(EXERCISE DESCRIPTION) Retype all of the items below verbatim, omitting the pictures.

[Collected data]
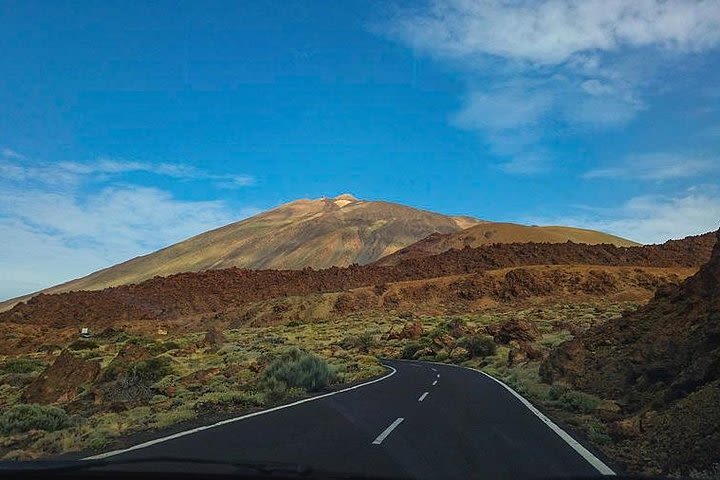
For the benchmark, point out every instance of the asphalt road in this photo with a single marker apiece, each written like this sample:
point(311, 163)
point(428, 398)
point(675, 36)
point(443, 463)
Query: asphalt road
point(456, 423)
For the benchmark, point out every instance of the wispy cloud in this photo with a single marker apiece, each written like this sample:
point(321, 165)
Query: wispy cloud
point(649, 218)
point(178, 171)
point(550, 32)
point(656, 166)
point(530, 64)
point(60, 221)
point(8, 153)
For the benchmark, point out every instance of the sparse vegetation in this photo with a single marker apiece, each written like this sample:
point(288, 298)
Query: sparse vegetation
point(21, 365)
point(259, 366)
point(478, 345)
point(296, 368)
point(22, 418)
point(82, 344)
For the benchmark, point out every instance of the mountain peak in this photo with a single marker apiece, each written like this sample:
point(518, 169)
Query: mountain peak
point(346, 196)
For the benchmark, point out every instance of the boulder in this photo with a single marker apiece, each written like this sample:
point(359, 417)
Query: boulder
point(61, 381)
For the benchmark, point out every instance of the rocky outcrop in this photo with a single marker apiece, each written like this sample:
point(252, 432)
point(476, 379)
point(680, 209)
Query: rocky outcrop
point(166, 298)
point(662, 362)
point(514, 330)
point(61, 381)
point(213, 340)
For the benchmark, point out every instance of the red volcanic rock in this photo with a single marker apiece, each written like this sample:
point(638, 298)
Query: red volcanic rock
point(59, 383)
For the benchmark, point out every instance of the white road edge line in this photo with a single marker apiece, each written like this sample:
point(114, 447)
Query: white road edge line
point(584, 452)
point(387, 431)
point(237, 419)
point(599, 465)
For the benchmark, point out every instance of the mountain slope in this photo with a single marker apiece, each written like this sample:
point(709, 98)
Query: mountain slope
point(486, 233)
point(662, 364)
point(317, 233)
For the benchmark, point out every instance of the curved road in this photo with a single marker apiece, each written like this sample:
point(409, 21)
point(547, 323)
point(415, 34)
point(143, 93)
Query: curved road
point(425, 420)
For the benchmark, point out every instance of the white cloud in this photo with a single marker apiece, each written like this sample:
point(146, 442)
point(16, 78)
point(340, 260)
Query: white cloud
point(61, 221)
point(656, 166)
point(550, 32)
point(508, 108)
point(649, 219)
point(8, 153)
point(525, 165)
point(178, 171)
point(535, 66)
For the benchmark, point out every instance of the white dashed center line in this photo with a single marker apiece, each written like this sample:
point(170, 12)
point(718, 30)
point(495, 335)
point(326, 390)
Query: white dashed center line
point(387, 431)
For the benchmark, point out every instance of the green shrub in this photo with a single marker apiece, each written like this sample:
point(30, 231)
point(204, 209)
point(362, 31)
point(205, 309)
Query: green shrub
point(410, 349)
point(296, 368)
point(478, 345)
point(557, 390)
point(151, 370)
point(363, 342)
point(82, 344)
point(21, 365)
point(22, 418)
point(213, 400)
point(571, 400)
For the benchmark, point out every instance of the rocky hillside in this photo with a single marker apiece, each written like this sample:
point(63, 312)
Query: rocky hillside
point(488, 233)
point(218, 291)
point(661, 364)
point(316, 233)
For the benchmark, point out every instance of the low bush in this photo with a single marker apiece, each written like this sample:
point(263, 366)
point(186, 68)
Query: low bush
point(151, 370)
point(478, 345)
point(22, 418)
point(21, 365)
point(363, 342)
point(82, 344)
point(296, 368)
point(571, 400)
point(214, 400)
point(410, 349)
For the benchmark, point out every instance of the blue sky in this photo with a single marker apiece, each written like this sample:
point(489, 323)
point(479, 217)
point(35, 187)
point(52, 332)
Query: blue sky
point(126, 127)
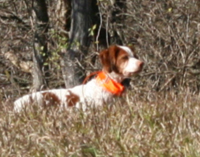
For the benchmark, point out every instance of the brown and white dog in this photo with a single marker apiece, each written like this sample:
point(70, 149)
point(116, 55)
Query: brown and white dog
point(118, 63)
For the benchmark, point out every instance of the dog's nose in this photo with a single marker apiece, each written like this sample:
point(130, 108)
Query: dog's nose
point(140, 64)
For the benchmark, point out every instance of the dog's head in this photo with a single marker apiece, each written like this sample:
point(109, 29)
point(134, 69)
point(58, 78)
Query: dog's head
point(120, 60)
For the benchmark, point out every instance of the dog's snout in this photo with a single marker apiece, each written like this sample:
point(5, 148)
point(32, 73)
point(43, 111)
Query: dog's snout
point(140, 64)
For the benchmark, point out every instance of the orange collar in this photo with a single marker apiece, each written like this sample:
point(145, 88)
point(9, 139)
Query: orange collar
point(109, 84)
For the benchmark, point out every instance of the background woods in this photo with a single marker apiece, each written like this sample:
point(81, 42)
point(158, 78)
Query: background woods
point(44, 42)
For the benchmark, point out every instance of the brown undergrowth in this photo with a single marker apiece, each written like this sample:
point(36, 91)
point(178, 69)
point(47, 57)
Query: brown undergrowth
point(157, 124)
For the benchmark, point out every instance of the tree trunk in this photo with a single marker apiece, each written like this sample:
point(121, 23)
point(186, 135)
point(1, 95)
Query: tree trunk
point(40, 19)
point(79, 42)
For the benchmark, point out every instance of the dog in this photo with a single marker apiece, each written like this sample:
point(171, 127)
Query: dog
point(119, 63)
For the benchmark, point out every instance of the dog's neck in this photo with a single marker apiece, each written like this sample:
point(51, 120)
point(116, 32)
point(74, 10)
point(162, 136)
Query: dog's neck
point(114, 76)
point(110, 83)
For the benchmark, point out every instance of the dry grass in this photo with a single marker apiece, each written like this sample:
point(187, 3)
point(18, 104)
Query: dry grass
point(157, 124)
point(159, 118)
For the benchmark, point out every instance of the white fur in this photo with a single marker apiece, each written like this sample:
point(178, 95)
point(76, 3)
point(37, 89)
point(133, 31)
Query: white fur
point(90, 94)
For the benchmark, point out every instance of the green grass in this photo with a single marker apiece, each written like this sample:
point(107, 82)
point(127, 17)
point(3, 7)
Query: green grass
point(152, 125)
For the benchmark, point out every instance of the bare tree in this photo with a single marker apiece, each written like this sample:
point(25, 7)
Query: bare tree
point(40, 52)
point(79, 41)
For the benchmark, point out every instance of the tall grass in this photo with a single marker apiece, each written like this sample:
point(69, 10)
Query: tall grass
point(157, 124)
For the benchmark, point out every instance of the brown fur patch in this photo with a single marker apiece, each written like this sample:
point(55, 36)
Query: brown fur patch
point(50, 99)
point(72, 99)
point(113, 59)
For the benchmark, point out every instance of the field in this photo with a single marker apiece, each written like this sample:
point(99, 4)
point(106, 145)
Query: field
point(151, 124)
point(159, 116)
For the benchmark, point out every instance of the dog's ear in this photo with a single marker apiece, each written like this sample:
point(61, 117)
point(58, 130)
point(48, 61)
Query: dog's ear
point(108, 58)
point(105, 60)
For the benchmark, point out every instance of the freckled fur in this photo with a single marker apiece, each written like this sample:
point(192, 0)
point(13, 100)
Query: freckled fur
point(118, 63)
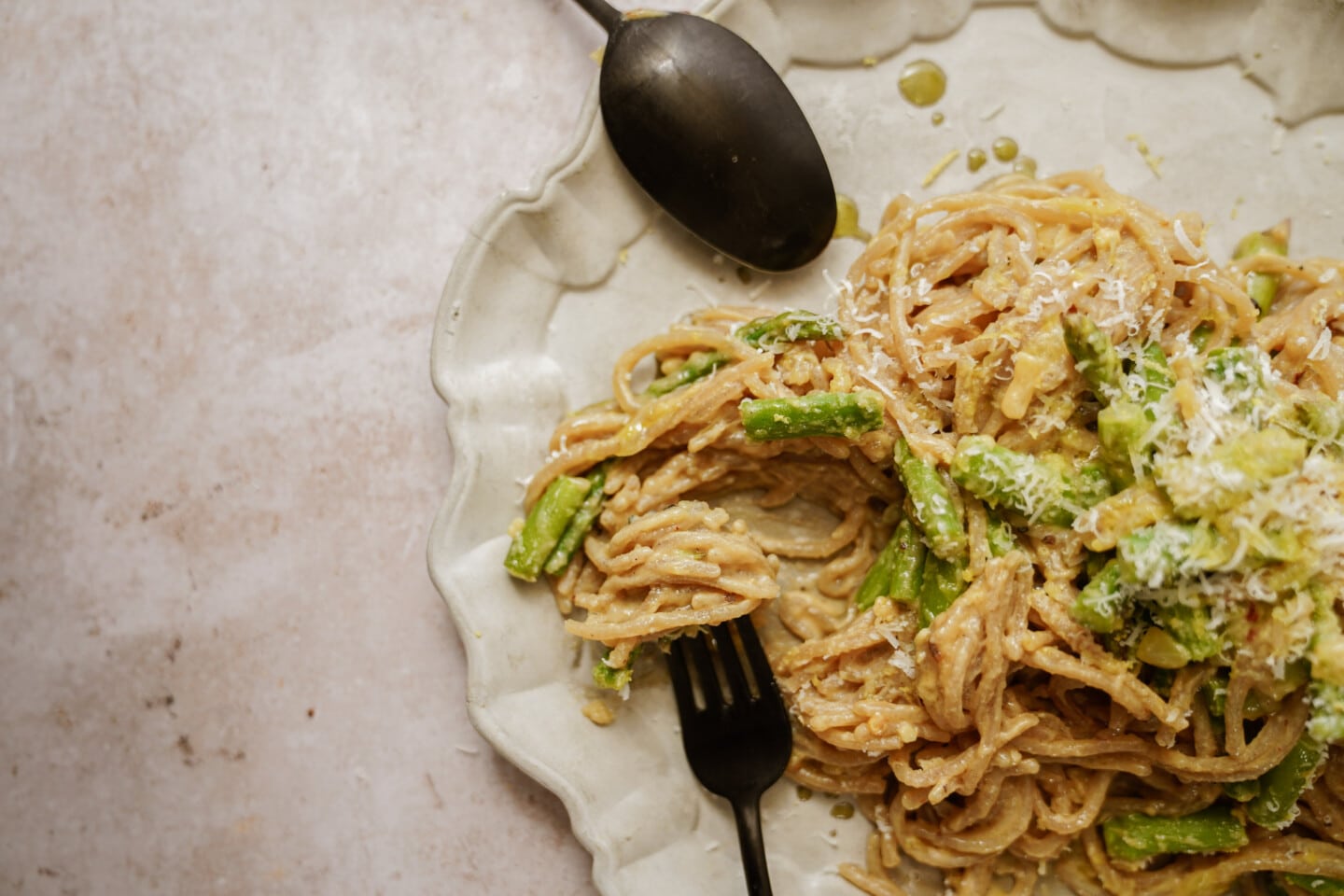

(SOLUTION TO THIS EXERCISE)
For the benchmark, point out every instance of the asphalt road in this photo with a single marker apiece, each written like this sample:
point(311, 163)
point(428, 398)
point(675, 36)
point(443, 463)
Query: asphalt road
point(456, 423)
For the benchmark, point out every instance of the wispy cloud in this photo with a single marker apiece, each written like this sample:
point(321, 165)
Query: wispy cloud
point(649, 218)
point(178, 171)
point(550, 32)
point(656, 166)
point(530, 64)
point(60, 221)
point(8, 153)
For the benchmark, point out every instance of the sparse vegetation in this photo with a single marker apiece, each written like this sample:
point(288, 298)
Query: sparse vegetation
point(21, 365)
point(259, 366)
point(478, 345)
point(296, 368)
point(22, 418)
point(82, 344)
For the benchmark, point out every instance of the mountain peak in this photo with a single marker apiece, each written like this sample:
point(518, 169)
Query: mountain peak
point(346, 196)
For the benchmark, point out every instance of the boulder in this photo with a single marker apiece, each written like this sample:
point(359, 417)
Query: boulder
point(61, 381)
For the benchmark, point out every instance of the rocky outcrop in this photo with a single marker apiece, each written like this sample:
point(252, 432)
point(476, 379)
point(680, 209)
Query: rocky outcrop
point(166, 298)
point(662, 362)
point(514, 330)
point(61, 381)
point(213, 340)
For the benchmark, point out every instance of the red volcanic rock in this photo with a single marker apiece, each written like this sample:
point(638, 298)
Query: red volcanic rock
point(59, 383)
For the benchmark, point out every instance of the white road edge line in this photo with a single marker apiece, each written like this sample:
point(114, 447)
Query: white road edge line
point(584, 452)
point(387, 431)
point(237, 419)
point(599, 465)
For the benchmark, point out every instance of the mountain slope in this photo with a single marker apiece, each written like this sample:
point(709, 98)
Query: mountain slope
point(486, 233)
point(662, 364)
point(317, 233)
For the benchmark, point out every instance of the curved road in this photo with a single marker apiece, each written like this sample:
point(409, 21)
point(547, 323)
point(415, 34)
point(143, 93)
Query: curved road
point(425, 420)
For the benchmark, point out every instance of the white cloud in this photo with a single marker apiece, each written like this sample:
point(146, 442)
point(16, 78)
point(340, 260)
Query: white cloud
point(61, 221)
point(656, 166)
point(550, 32)
point(508, 108)
point(649, 219)
point(8, 153)
point(525, 165)
point(178, 171)
point(535, 66)
For the benchmark, point out every instance of the white dashed center line in this photo with a single marker apiece, each written like this sample:
point(170, 12)
point(718, 30)
point(495, 335)
point(326, 390)
Query: white dashed center line
point(387, 431)
For the benchmark, point out every instance of the green shrub in this photo with a single marker apiece, each written like this sample:
point(30, 231)
point(204, 209)
point(362, 31)
point(205, 309)
Query: green shrub
point(410, 349)
point(296, 368)
point(478, 345)
point(557, 390)
point(151, 370)
point(363, 342)
point(82, 344)
point(21, 365)
point(22, 418)
point(213, 400)
point(571, 400)
For the benchmark, point out every instance of the rocky hillside in this photo with a single marker apiece, each written like this sample:
point(63, 312)
Query: rocky hillside
point(488, 233)
point(218, 291)
point(661, 364)
point(316, 233)
For the benchmark, point out every instance of the low bush in this photo with a single marker apiece, each written like this sample:
point(263, 366)
point(186, 68)
Query: low bush
point(151, 370)
point(478, 345)
point(22, 418)
point(21, 365)
point(363, 342)
point(82, 344)
point(296, 368)
point(571, 400)
point(214, 400)
point(410, 349)
For the benchmark, point out every instance of the blue sky in this photo with a single marker apiece, each written like this sample:
point(489, 323)
point(479, 217)
point(35, 187)
point(52, 332)
Query: blue sky
point(126, 127)
For the benchmark, point out every instance of the brown and white dog in this photo with a single marker apiece, each written like this sample:
point(70, 149)
point(116, 55)
Query: brown and white dog
point(118, 63)
For the benchmark, point out every instance of the dog's nose in this photo with a single marker apiece, each written like this sample:
point(130, 108)
Query: dog's nose
point(140, 64)
For the benchmark, point out every instance of the dog's head in this photo with a single marker apiece, each written like this sample:
point(109, 29)
point(134, 69)
point(58, 78)
Query: dog's head
point(120, 60)
For the benchmark, point out every instance of the dog's snout in this photo with a single marker apiece, each written like this sample:
point(5, 148)
point(32, 73)
point(43, 111)
Query: dog's snout
point(140, 64)
For the benchmark, point out every instance of the orange collar in this photo with a single marker apiece, each written like this sample:
point(145, 88)
point(9, 139)
Query: orange collar
point(109, 84)
For the benchmark, point out every instance of the background woods in this photo with a single marker apiece, each written like this sample:
point(81, 42)
point(158, 78)
Query: background woods
point(44, 42)
For the benchmark, point out every instance of the brown undergrowth in this photo with a single marker apiece, each written like this sample:
point(36, 91)
point(178, 69)
point(47, 57)
Query: brown undergrowth
point(157, 124)
For the benchmark, point out every instance of the tree trunk in this photo with a single marker apiece, each written like this sample:
point(121, 23)
point(186, 135)
point(1, 95)
Query: tree trunk
point(40, 19)
point(79, 42)
For the benchmark, point out every instance of the dog in this photo with a single marker apiece, each written like this sample:
point(171, 127)
Query: dog
point(119, 63)
For the benchmark, point out every instance of the dog's neck in this photo with a single marker apiece, each written like this sample:
point(51, 120)
point(116, 32)
point(74, 10)
point(162, 136)
Query: dog's neck
point(114, 76)
point(110, 83)
For the benchmark, point out every instance of the dry grass in this photo with a single marker apiece, each written like this sample:
point(187, 3)
point(18, 104)
Query: dry grass
point(157, 124)
point(159, 118)
For the benchmark, point out every instance of the white fur in this photo with a single marker apiece, each written like this sample:
point(178, 95)
point(76, 3)
point(37, 89)
point(133, 31)
Query: white fur
point(90, 94)
For the benchmark, point out every instance of the green grass in this photo with a single marker apiece, each written like this sample:
point(107, 82)
point(127, 17)
point(3, 7)
Query: green grass
point(152, 125)
For the benchmark, point out every instance of the bare tree in this photo with a single marker apiece, each written like this sample:
point(25, 7)
Query: bare tree
point(40, 52)
point(79, 41)
For the benchmark, point out every instance of the tall grass in this photo with a single marker apiece, each written like this sample:
point(69, 10)
Query: tall grass
point(157, 124)
For the benchmark, point out every instance of the brown fur patch in this photo with a single marker apiece, each written like this sample:
point(55, 36)
Query: brown fur patch
point(50, 99)
point(72, 99)
point(113, 59)
For the benchmark, point out every instance of the field in this photo with a single marker apiece, each written like this sample:
point(99, 4)
point(106, 145)
Query: field
point(151, 124)
point(159, 116)
For the benchmark, point out every instance of the dog's ear in this photo with a single marker apiece, each written like this sample:
point(61, 117)
point(58, 130)
point(48, 61)
Query: dog's ear
point(108, 58)
point(105, 60)
For the benchmark, point out every instance of the freckled fur in this photo with a single marker apiece, each written like this sample:
point(192, 0)
point(13, 100)
Query: freckled fur
point(118, 63)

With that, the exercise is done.